### Text
● ● ● ● ●
When the CPU Fan is positioned to blow vertically, the heatsink is rather close to the memory slots (all full - the hs is close to the plastic heat disaptor things on the RAM http://www.newegg.com/Product/Product.aspx?Item=N82E16820231209 ). I dont think thats a huge problem, but it is a consideration.

I mentioned above, the vide card http://www.newegg.com/Product/Product.aspx?Item=N82E16814121290R is really pushing it for length after I plug in the power, so the middle fan closest to it might be out. Side question: why does this card use two power cables?

Another side question: I would like to get a couple cable extenders so I can route my power cables behind the MB tray. Where do you guys recomend I look for quality extenders?
 
Orient the cpu fan so that it blows from front to rear. You have a large blue colored heatsink between the cpu socket and the rear parts. You have memory banks on the opposite side of the cpu socket. Pretty simple.

It is aboslutely normal for large cpu heatsinks to be near or over the memory modules. Sometimes memory modules with extra tall heatspreaders will prevent the use of a large cpu heatsink. That's why I don't bother with them. I let the cpu heatsink fan pull air of the memory moduels.

A variety of extension cables are available from many online vendors, including newegg.com

 
I have the same case, and here's what I've done:

- removed the fan from the lower chamber and blocked off the vents around the power supply opening. I'm using an Enermax 82+ power supply and it's fan is plenty good enough to pull air through the lower chamber and keep the hard drives cool.
● ● ● ● ●
### Recorded information

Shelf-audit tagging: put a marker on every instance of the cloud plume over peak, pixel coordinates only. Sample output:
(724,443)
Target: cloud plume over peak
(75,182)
● ● ● ● ●
### List of tasks
1. In the forum thread, which power supply does the poster who has the same case use?
2. For each statement, say whether it agrees with the forum thread. Support each yes or no with the deciding words from the thread, quoted exactly.
(a) The CPU fan should be oriented so it blows from rear to front.
(b) Memory modules with extra tall heatspreaders can prevent the use of a large CPU heatsink.
(c) The poster with the same case removed the fan from the lower chamber.
3. Repeat the part of the forum thread starting with "Orient the cpu" and going on through "the memory moduels.".
The material above stands apart from the forum thread.

### Task solutions
1. An Enermax 82+ power supply.

2.
(a) No: "Orient the cpu fan so that it blows from front to rear."
(b) Yes: "Sometimes memory modules with extra tall heatspreaders will prevent the use of a large cpu heatsink."
(c) Yes: "removed the fan from the lower chamber"

3.
Orient the cpu fan so that it blows from front to rear. You have a large blue colored heatsink between the cpu socket and the rear parts. You have memory banks on the opposite side of the cpu socket. Pretty simple.

It is aboslutely normal for large cpu heatsinks to be near or over the memory modules. Sometimes memory modules with extra tall heatspreaders will prevent the use of a large cpu heatsink. That's why I don't bother with them. I let the cpu heatsink fan pull air of the memory moduels.